* _OBJECTIVE_: Copy out everything from the start of the items down to the line containing "83 46 L 101", both ends included. Leave the pictures out of your answer.

-- BEGIN --

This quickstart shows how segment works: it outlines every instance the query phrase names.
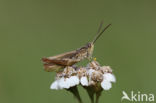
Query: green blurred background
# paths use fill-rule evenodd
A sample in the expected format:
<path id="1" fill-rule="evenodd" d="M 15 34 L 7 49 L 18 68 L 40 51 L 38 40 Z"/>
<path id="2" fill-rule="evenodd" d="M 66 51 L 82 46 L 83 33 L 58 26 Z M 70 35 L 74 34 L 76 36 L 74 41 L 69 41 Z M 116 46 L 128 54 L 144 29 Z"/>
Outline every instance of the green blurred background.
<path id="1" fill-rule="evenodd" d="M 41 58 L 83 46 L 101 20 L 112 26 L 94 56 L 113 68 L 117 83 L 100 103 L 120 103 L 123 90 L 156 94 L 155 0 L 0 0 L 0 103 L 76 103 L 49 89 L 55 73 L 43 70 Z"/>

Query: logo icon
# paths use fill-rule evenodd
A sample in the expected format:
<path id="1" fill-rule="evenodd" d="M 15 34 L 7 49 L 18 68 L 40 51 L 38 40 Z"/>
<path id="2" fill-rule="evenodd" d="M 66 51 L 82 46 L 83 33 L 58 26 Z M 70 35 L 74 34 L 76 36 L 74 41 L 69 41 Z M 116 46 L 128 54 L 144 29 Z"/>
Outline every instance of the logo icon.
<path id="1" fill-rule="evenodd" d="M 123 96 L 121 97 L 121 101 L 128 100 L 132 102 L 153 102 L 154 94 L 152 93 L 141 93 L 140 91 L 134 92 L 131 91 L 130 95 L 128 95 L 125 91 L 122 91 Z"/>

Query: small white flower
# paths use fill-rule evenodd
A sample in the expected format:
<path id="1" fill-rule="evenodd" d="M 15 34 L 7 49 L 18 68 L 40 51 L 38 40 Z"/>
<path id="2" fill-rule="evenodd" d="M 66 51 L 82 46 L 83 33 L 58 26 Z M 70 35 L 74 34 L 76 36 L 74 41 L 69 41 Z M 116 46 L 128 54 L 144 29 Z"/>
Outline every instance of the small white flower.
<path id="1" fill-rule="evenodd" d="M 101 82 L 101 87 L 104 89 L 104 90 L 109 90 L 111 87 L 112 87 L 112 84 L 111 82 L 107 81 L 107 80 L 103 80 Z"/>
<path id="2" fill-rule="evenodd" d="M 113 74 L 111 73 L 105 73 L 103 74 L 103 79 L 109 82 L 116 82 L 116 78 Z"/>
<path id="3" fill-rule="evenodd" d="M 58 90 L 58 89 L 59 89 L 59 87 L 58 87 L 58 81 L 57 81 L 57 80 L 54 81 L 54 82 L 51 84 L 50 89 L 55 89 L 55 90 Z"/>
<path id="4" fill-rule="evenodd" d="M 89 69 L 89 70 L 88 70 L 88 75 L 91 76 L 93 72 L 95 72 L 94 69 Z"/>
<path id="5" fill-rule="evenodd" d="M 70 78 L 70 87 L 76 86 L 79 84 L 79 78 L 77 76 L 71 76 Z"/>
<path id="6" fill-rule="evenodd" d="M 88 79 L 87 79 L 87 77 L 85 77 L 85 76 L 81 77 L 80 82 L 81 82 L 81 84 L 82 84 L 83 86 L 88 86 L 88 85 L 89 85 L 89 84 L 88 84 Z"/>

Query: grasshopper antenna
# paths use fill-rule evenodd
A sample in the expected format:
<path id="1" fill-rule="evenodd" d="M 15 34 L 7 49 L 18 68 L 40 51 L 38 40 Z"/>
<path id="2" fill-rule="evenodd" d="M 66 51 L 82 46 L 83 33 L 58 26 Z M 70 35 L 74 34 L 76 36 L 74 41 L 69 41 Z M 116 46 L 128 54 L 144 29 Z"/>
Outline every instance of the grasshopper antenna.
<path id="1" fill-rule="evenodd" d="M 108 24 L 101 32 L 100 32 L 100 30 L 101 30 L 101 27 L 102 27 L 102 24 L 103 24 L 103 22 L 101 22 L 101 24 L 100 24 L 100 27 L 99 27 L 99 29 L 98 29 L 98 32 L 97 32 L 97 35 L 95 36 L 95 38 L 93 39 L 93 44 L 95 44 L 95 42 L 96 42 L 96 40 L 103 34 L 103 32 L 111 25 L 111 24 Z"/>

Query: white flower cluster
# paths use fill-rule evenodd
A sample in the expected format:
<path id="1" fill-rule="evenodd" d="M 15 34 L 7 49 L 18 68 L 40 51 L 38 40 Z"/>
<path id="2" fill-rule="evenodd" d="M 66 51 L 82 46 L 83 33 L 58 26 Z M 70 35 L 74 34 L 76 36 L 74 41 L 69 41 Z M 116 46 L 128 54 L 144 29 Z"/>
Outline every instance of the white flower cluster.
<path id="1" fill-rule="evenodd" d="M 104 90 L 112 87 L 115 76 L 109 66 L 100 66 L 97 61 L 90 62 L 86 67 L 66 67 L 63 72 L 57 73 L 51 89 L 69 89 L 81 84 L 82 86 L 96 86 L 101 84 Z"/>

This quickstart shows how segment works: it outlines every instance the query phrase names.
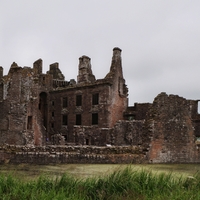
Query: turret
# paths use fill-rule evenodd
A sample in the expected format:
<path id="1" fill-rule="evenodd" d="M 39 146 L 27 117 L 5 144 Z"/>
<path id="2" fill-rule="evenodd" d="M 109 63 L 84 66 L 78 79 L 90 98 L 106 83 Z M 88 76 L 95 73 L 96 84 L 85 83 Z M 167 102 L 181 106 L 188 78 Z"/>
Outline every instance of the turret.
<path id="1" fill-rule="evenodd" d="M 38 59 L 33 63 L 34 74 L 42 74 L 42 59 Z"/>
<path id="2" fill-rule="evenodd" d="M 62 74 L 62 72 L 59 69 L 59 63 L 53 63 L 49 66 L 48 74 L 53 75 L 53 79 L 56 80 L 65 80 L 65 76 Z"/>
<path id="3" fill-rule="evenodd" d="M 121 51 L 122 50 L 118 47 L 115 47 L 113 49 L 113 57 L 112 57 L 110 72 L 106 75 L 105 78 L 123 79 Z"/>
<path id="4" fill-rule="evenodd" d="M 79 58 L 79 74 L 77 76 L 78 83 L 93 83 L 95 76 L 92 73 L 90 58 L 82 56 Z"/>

-- END --

* _COMPLETE ANSWER_:
This quickstart shows how segment works: it outlines every instance the query phrase names.
Query: green blurred background
# paths use fill-rule evenodd
A sample in the expected format:
<path id="1" fill-rule="evenodd" d="M 15 34 L 7 49 L 18 68 L 40 51 L 38 40 Z"/>
<path id="2" fill-rule="evenodd" d="M 66 51 L 82 46 L 83 33 L 58 26 Z M 70 35 L 74 34 L 76 36 L 74 41 L 69 41 Z M 116 46 L 128 54 L 144 29 Z"/>
Outline every instance of the green blurred background.
<path id="1" fill-rule="evenodd" d="M 41 58 L 83 46 L 101 20 L 112 26 L 94 56 L 113 68 L 117 83 L 100 103 L 120 103 L 123 90 L 156 94 L 155 0 L 0 0 L 0 103 L 76 103 L 49 89 L 55 73 L 43 70 Z"/>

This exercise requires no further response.